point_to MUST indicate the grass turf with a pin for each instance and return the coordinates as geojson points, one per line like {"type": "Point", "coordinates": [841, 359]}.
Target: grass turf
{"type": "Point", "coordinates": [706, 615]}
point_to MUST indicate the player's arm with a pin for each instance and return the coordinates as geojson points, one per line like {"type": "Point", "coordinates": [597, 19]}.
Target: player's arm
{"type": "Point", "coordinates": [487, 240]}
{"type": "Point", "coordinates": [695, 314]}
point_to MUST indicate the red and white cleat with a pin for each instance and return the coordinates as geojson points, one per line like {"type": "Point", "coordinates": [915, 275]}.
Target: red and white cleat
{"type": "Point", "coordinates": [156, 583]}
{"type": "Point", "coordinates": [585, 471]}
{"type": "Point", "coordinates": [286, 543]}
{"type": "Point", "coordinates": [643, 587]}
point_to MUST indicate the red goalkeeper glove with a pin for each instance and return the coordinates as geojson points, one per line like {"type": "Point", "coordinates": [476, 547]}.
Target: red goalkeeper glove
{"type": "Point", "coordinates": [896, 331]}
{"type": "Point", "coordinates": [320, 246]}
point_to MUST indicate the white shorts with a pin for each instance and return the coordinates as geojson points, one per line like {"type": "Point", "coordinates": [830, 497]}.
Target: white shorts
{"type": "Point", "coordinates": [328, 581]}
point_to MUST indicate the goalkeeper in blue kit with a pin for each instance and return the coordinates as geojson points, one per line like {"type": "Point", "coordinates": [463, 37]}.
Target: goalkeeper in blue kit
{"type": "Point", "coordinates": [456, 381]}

:: Set problem ::
Reproduce the stretch of material from the line containing "point_to MUST indicate the goalkeeper" through the end, requests included, with each coordinate in the answer points multiplied by 1.15 and rounded to a whole number, halves up. Leave every number in the requests, sample points included, as it stands.

:: Output ::
point_to MUST indicate the goalkeeper in blue kit with a pin for each instance and return the coordinates as geojson points, one per line like {"type": "Point", "coordinates": [463, 37]}.
Target: goalkeeper in blue kit
{"type": "Point", "coordinates": [524, 438]}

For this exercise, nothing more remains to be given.